* start Source document *

- Founded: August 4, 2007; 18 years ago Henley Park Hotel Washington, D.C.
- Type: Social
- Affiliation: Independent
- Former affiliation: Alpha Phi Omega
- Status: Active
- Scope: National
- Motto: "In Brotherhood We Stand, In Service We Rise."
- Pillars: Leadership, Brotherhood, Service
- Colors: Forest green, Old gold, and Onyx black
- Symbol: Great horned owl
- Flower: Daffodil
- Tree: Giant sequoia
- Jewel: Onyx
- Chapters: 5
- Colonies: 1
- Headquarters: Orono, Maine United States
- Website: www.alphadeltanational.org

= Alpha Delta (national) =

American college fraternity

Alpha Delta National Fraternity (ΑΔ), commonly known as AD, is a college fraternity with six active chapters in the United States. Alpha Delta was formed on August 4, 2007, by former Alpha Phi Omega chapters that chose to maintain all-male membership after that organization became coeducational.

==History==

=== Alpha Phi Omega ===

Before the formation of Alpha Delta, Alpha Phi Omega was founded at Lafayette College in Easton, Pennsylvania in 1925 as a fraternal parallel to the Boy Scouts of America. This organization would go on to become one of the largest all-male, Greek-lettered college organizations in the United States, expanding to over 500 colleges and universities nationwide.

In 1972, the United States passed the Title IX educational amendments, which in effect mandated that single-sex collegiate professional and community service organizations must become coeducational, although social fraternities and sororities, as well as sex-specific youth clubs such as the Boy Scouts, were specifically exempt. At the time, Alpha Phi Omega was an all-male national service fraternity, and it was not clear if the amendment applied to the organization.

At the 1976 national convention of Alpha Phi Omega, the fraternity voted to become coeducational in compliance with these new university rules and regulations. Several chapters threatened to disassociate with the organization if they were forced to go coeducational, so a "gentleman's agreement" was made where the national organization would not require existing chapters to admit women as members, but all new chapters to the fraternity would.

* end Source document *
* start Data shown *

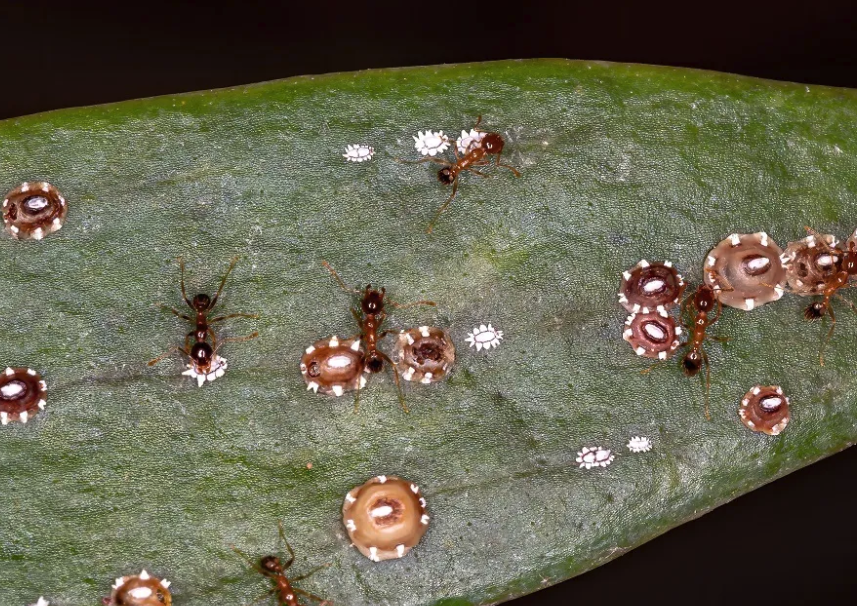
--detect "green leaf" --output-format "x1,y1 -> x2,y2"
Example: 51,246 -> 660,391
0,61 -> 857,606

* end Data shown *

> [Directive A]:
Please answer these questions from the Alpha Delta text, marking each answer to match:
(i) Where and in what year was Alpha Phi Omega founded?
(ii) What is Alpha Delta's symbol?
(iii) At which year's national convention did Alpha Phi Omega vote to become coeducational?
> [Directive B]:
Decide whether each statement agrees with the Alpha Delta text. Answer yes or no, and quote the words that settle it.
(i) Alpha Delta has its headquarters in Orono, Maine.
(ii) Title IX exempted social fraternities and sororities.
(iii) Under the "gentleman's agreement," existing chapters had to admit women.
> [Directive C]: Reproduce the passage of the Alpha Delta text that begins at the words "American college fraternity" and ends after "and universities nationwide.".
The listing comes from a different source than the Alpha Delta text.

> [Reply A]:
(i) At Lafayette College in Easton, Pennsylvania, in 1925
(ii) The great horned owl
(iii) 1976

> [Reply B]:
(i) Yes: "Headquarters: Orono, Maine United States"
(ii) Yes: "social fraternities and sororities, as well as sex-specific youth clubs such as the Boy Scouts, were specifically exempt"
(iii) No: "the national organization would not require existing chapters to admit women as members"

> [Reply C]:
American college fraternity

Alpha Delta National Fraternity (ΑΔ), commonly known as AD, is a college fraternity with six active chapters in the United States. Alpha Delta was formed on August 4, 2007, by former Alpha Phi Omega chapters that chose to maintain all-male membership after that organization became coeducational.

==History==

=== Alpha Phi Omega ===

Before the formation of Alpha Delta, Alpha Phi Omega was founded at Lafayette College in Easton, Pennsylvania in 1925 as a fraternal parallel to the Boy Scouts of America. This organization would go on to become one of the largest all-male, Greek-lettered college organizations in the United States, expanding to over 500 colleges and universities nationwide.